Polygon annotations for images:
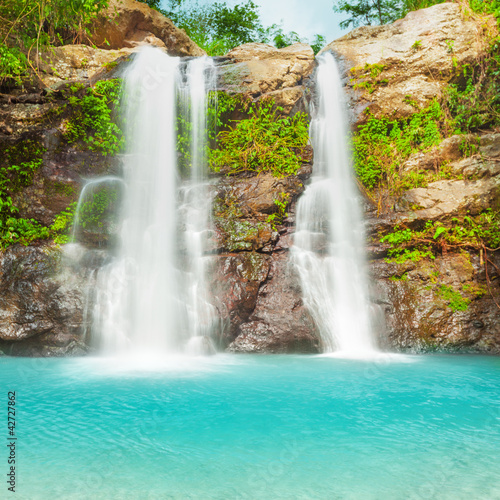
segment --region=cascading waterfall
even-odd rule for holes
[[[124,75],[128,151],[120,244],[98,271],[92,311],[92,341],[103,353],[186,352],[193,337],[196,353],[210,347],[215,321],[205,296],[204,151],[213,78],[209,58],[183,63],[151,47]],[[190,130],[187,181],[178,165],[179,117]]]
[[[180,190],[181,226],[184,228],[185,269],[181,284],[186,324],[191,333],[188,350],[193,354],[211,351],[208,339],[218,327],[215,308],[206,289],[207,240],[210,235],[212,199],[206,179],[207,168],[207,89],[216,86],[215,65],[206,57],[192,60],[181,85],[181,108],[190,117],[190,176]],[[214,103],[212,103],[214,104]]]
[[[314,176],[297,206],[292,255],[324,351],[369,356],[376,348],[345,98],[334,57],[327,53],[318,62],[318,105],[310,128]]]

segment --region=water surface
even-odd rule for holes
[[[1,358],[16,498],[500,499],[500,358],[145,366]]]

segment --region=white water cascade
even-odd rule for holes
[[[124,75],[128,148],[120,243],[98,271],[92,311],[92,341],[105,354],[161,357],[212,349],[203,152],[213,78],[209,58],[183,63],[151,47]],[[190,130],[190,175],[180,172],[179,122]]]
[[[297,206],[292,255],[324,352],[364,357],[376,347],[345,97],[333,56],[324,54],[318,62],[318,102],[310,128],[314,175]]]

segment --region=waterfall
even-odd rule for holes
[[[371,333],[364,232],[348,152],[345,97],[337,64],[318,57],[318,102],[311,122],[313,177],[297,205],[292,248],[304,303],[325,352],[364,356]]]
[[[211,206],[206,108],[214,74],[207,57],[183,62],[151,47],[126,70],[119,244],[93,291],[91,337],[100,352],[142,357],[212,349],[216,322],[204,277]]]

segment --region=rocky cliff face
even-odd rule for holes
[[[488,29],[487,19],[478,22],[458,4],[444,3],[332,42],[324,50],[343,66],[354,129],[370,116],[407,118],[440,98],[450,82],[460,80],[457,68],[484,56]],[[464,139],[448,137],[401,165],[403,172],[423,175],[446,167],[447,178],[378,203],[367,200],[373,296],[386,314],[384,348],[500,352],[498,252],[487,252],[486,266],[486,254],[466,247],[396,264],[386,261],[388,245],[380,242],[381,234],[398,226],[420,230],[429,221],[446,225],[454,217],[498,211],[500,137],[494,131],[468,136],[477,146],[472,156],[461,148]]]
[[[111,47],[67,46],[52,54],[52,64],[43,76],[52,91],[1,96],[0,148],[16,150],[31,141],[39,146],[42,160],[32,182],[15,193],[14,201],[25,218],[50,225],[77,199],[84,179],[118,170],[119,157],[68,141],[70,98],[74,92],[81,96],[86,91],[85,87],[71,90],[74,83],[85,86],[113,76],[137,43],[165,45],[171,54],[200,55],[182,33],[172,31],[171,23],[147,6],[125,4],[119,7],[116,26],[120,29],[103,19],[101,35],[96,34],[96,42],[98,36],[106,36]],[[125,10],[124,5],[128,5]],[[332,42],[327,49],[343,64],[353,123],[366,122],[366,108],[374,116],[397,119],[427,105],[456,78],[456,66],[481,57],[483,30],[484,26],[466,19],[457,4],[447,3],[413,12],[393,25],[359,28]],[[273,97],[284,114],[308,111],[315,67],[308,46],[277,50],[247,44],[217,58],[217,65],[221,90],[245,94],[254,101]],[[487,266],[484,254],[467,248],[444,249],[435,259],[398,264],[386,261],[388,245],[380,241],[381,234],[398,224],[419,229],[428,221],[446,222],[467,212],[475,215],[500,208],[500,135],[491,131],[471,140],[477,143],[473,156],[464,157],[462,137],[454,136],[412,155],[403,165],[408,171],[446,165],[449,178],[407,190],[382,204],[366,200],[372,296],[386,317],[380,338],[384,348],[500,352],[500,309],[492,298],[500,296],[496,253],[486,254]],[[210,274],[213,302],[223,325],[218,339],[221,349],[320,350],[289,258],[294,207],[311,175],[312,162],[309,149],[297,175],[214,176],[212,247],[216,255]],[[275,224],[269,215],[276,212],[275,199],[280,195],[290,202],[288,216]],[[106,244],[96,238],[89,236],[89,247]],[[103,264],[105,253],[95,250],[88,257],[68,260],[65,252],[48,242],[17,245],[3,252],[0,351],[64,355],[88,349],[85,291],[92,286],[93,271]],[[71,264],[76,261],[78,267]]]
[[[465,16],[457,3],[410,12],[384,26],[363,26],[327,45],[342,63],[356,124],[405,118],[440,97],[457,68],[484,55],[488,21]]]

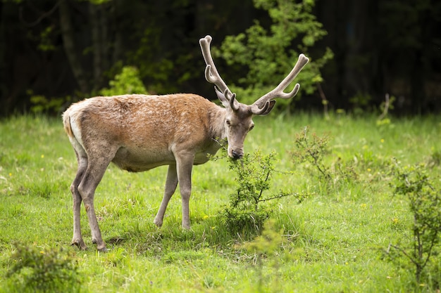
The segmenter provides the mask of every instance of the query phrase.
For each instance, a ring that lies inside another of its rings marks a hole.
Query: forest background
[[[198,44],[206,34],[220,74],[244,93],[275,86],[296,60],[289,53],[307,51],[316,71],[290,108],[371,110],[389,94],[396,113],[441,110],[438,1],[1,0],[0,15],[0,116],[59,114],[127,66],[149,93],[213,99]],[[273,79],[250,75],[273,67],[261,75]]]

Challenge.
Echo the data from the line containing "The segmenter provides" through the line containing "Query: forest background", reproducing each line verbatim.

The completed task.
The segmenter provides the mask of every instance of the query phrase.
For each instance, a ring that lies inside another of its rings marks a hole.
Query: forest background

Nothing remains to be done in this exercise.